> _Task prompt_
In the listing below, find each line containing "dried" and report it.

****************

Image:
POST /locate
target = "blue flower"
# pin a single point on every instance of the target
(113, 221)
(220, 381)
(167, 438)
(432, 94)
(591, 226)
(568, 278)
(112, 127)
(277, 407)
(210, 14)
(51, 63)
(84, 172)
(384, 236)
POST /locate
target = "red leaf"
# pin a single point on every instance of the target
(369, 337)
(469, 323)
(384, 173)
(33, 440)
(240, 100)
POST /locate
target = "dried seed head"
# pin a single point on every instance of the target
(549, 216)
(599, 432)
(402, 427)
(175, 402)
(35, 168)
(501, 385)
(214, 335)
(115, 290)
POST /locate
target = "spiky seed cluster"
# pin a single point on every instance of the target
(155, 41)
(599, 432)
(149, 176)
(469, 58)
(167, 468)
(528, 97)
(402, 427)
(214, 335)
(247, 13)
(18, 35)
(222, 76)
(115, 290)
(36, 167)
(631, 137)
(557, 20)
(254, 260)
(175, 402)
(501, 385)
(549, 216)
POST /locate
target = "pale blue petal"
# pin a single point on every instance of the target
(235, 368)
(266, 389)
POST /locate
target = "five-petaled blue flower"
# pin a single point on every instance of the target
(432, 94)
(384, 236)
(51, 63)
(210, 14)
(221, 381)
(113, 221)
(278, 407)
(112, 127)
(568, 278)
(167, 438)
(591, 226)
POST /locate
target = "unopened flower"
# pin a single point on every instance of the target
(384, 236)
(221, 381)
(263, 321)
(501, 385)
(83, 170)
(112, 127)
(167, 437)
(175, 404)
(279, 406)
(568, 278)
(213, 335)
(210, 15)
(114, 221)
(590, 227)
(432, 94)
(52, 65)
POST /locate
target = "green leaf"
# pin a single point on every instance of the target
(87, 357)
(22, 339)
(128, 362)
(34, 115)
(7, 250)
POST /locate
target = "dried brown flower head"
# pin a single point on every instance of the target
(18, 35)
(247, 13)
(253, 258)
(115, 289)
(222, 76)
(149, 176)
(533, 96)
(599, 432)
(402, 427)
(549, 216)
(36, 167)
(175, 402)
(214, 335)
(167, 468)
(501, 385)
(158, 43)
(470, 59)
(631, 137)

****************

> _Expected answer_
target = "dried seed head"
target = "dried brown flower head"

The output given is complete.